RECORD EXCERPTS
● ● ● ●

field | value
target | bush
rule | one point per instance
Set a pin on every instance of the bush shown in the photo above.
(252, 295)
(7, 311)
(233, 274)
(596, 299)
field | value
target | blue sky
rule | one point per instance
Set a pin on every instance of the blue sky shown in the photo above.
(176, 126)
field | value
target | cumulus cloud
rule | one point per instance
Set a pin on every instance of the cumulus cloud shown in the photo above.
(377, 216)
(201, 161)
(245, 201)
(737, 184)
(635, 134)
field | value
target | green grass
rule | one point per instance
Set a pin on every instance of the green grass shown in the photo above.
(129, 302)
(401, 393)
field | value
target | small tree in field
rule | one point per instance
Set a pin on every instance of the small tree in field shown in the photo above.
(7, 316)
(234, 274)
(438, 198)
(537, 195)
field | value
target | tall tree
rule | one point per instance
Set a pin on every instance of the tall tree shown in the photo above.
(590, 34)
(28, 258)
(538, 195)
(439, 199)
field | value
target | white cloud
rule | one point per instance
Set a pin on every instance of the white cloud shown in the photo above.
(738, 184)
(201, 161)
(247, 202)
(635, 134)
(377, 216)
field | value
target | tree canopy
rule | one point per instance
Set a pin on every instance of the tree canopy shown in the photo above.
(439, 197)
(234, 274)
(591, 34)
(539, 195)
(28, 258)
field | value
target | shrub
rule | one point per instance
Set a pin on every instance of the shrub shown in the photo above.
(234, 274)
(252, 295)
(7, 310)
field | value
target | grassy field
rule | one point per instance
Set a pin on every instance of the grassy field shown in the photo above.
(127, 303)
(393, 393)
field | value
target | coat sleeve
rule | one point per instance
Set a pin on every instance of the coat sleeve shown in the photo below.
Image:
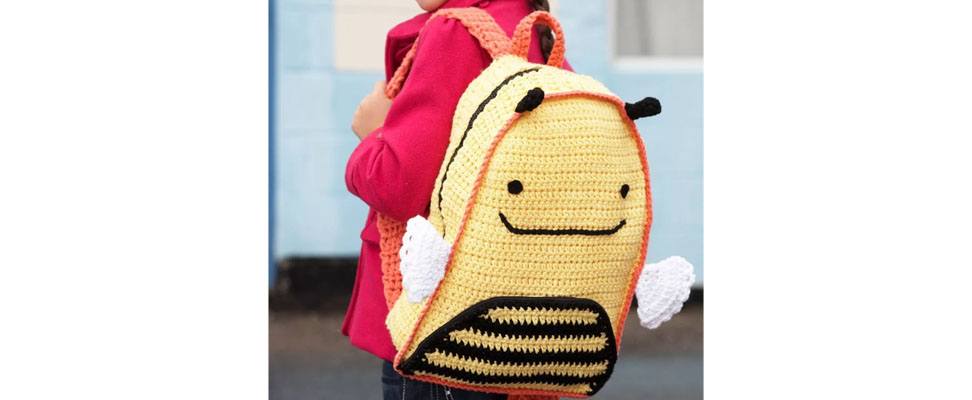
(393, 170)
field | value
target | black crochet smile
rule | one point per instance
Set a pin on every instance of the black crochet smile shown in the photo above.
(567, 231)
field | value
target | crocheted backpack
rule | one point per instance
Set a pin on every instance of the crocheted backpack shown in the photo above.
(520, 280)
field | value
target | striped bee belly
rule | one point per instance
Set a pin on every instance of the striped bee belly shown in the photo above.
(521, 344)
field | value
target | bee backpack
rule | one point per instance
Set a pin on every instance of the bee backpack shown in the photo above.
(520, 280)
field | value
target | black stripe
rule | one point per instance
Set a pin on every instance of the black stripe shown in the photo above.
(482, 106)
(515, 356)
(569, 231)
(494, 379)
(473, 317)
(485, 325)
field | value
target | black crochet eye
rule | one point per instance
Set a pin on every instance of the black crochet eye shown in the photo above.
(514, 187)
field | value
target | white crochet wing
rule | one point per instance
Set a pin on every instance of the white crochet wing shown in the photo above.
(661, 290)
(423, 258)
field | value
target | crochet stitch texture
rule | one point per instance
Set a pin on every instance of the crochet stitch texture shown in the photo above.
(543, 210)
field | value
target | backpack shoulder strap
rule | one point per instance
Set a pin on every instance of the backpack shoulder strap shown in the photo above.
(479, 23)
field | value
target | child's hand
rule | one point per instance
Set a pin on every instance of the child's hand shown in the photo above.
(371, 111)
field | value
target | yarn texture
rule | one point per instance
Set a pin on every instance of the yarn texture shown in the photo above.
(522, 276)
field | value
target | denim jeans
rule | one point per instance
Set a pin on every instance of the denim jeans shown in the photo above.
(397, 387)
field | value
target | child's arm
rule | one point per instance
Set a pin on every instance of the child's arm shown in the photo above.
(394, 168)
(371, 112)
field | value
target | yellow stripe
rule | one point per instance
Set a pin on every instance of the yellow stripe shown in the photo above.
(534, 316)
(533, 344)
(447, 360)
(580, 388)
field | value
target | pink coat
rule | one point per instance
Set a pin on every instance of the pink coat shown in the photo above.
(393, 170)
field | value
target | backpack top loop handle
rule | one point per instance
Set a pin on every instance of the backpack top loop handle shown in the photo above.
(480, 24)
(524, 32)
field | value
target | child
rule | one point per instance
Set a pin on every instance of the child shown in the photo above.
(402, 146)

● ● ● ●

WORK TO BE COMPLETED
Gather every line above that contains the word "shrub", and treat uppercase and lowercase letters as different.

RESULT OF THE EXERCISE
target | shrub
Set a pin on every instance of the shrub shown in the photo above.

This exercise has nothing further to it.